PROMPT:
A word-for-word restatement of all the records is the required answer.

EXTRACTED RECORDS:
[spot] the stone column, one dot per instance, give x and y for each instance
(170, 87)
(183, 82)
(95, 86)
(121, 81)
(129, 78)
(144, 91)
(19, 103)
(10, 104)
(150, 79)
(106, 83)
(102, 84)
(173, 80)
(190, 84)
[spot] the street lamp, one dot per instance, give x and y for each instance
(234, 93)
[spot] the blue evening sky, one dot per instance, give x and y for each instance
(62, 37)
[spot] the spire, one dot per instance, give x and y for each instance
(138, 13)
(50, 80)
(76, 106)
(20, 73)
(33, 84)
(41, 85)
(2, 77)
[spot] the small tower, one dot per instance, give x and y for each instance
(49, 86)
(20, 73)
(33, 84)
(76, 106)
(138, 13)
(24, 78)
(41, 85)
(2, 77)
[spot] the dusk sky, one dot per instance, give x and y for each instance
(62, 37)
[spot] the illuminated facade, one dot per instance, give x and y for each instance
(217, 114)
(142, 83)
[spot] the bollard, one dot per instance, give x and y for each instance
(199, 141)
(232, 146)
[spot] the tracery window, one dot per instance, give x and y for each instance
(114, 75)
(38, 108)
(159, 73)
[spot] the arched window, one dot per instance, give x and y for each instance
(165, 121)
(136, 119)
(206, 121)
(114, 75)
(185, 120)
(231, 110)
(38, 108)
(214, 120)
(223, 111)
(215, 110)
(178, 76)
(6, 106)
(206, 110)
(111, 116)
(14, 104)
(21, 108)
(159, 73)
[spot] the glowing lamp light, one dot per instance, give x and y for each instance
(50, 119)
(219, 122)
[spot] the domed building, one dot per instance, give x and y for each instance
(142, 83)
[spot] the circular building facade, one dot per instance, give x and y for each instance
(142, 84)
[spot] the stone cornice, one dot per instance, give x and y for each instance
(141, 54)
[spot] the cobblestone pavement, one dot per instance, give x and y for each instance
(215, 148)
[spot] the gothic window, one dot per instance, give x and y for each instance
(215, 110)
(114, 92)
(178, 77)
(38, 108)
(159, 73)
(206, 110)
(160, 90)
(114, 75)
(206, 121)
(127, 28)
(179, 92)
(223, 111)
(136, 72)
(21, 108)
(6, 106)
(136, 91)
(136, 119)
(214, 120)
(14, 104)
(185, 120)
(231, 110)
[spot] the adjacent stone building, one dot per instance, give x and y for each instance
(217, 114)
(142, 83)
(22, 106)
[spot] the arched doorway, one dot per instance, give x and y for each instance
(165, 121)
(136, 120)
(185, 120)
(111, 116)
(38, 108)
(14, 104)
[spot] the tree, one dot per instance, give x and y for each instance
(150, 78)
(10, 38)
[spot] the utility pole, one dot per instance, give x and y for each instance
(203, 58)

YOUR SOLUTION:
[spot] the stone column, one dot per instance, give x and y for each instance
(170, 87)
(183, 82)
(95, 86)
(121, 81)
(129, 78)
(144, 91)
(19, 103)
(10, 104)
(150, 79)
(106, 83)
(102, 84)
(173, 80)
(190, 84)
[spot] the street lamp, one dot per instance, give x and y for each instance
(234, 93)
[spot] the blue evening sky, one dot per instance, give x and y for each instance
(62, 37)
[spot] the spire, one dot per instance, give x and y for each instance
(138, 13)
(50, 80)
(76, 106)
(20, 73)
(33, 84)
(41, 85)
(2, 77)
[spot] the small tower, one dot per instance, give x and y for each instance
(49, 86)
(20, 73)
(33, 84)
(76, 106)
(138, 13)
(24, 78)
(41, 85)
(2, 77)
[spot] the dusk sky, one dot per instance, give x and y for each instance
(62, 37)
[spot] the illuminated facade, one dot per instance, give x and y for each instance
(217, 114)
(142, 83)
[spot] the bollard, one dot per instance, give x and y for each instance
(199, 141)
(232, 146)
[spot] the tracery window, one dot per instance, give x and y for each instance
(114, 75)
(38, 108)
(159, 73)
[spot] the arched window, one dot per instance, give x and y for each instance
(165, 121)
(136, 119)
(206, 121)
(114, 75)
(185, 120)
(231, 110)
(38, 108)
(214, 120)
(223, 111)
(215, 110)
(178, 76)
(6, 106)
(206, 110)
(111, 116)
(14, 104)
(21, 108)
(159, 73)
[spot] the glowing lamp light, one dot per instance, give x and y for each instance
(50, 119)
(219, 122)
[spot] the domed building, one dot per instance, give x and y for each instance
(142, 83)
[spot] the circular building facade, one dot per instance, give x and y for each instance
(142, 84)
[spot] the stone cornice, one dot per instance, give x and y for each instance
(141, 54)
[spot] the cobblestone pavement, one dot per instance, give x and y for each instance
(215, 148)
[spot] the gothic window, one dot per instance, give x and y for each instance
(215, 110)
(114, 92)
(178, 77)
(38, 108)
(159, 73)
(206, 110)
(160, 90)
(114, 75)
(206, 121)
(127, 28)
(179, 92)
(223, 111)
(136, 72)
(21, 108)
(6, 106)
(136, 91)
(136, 119)
(214, 120)
(14, 104)
(185, 120)
(231, 110)
[spot] the adjacent stone building, one dot per instance, give x and y for each instance
(217, 114)
(142, 83)
(22, 106)
[spot] the arched doorway, one dot per instance, give x and y for each instance
(165, 121)
(136, 120)
(185, 120)
(111, 116)
(38, 108)
(14, 104)
[spot] the tree, one dot per instance, give x and y for each instance
(150, 78)
(10, 38)
[spot] the utility pole, one dot per instance, give x and y for each instance
(203, 58)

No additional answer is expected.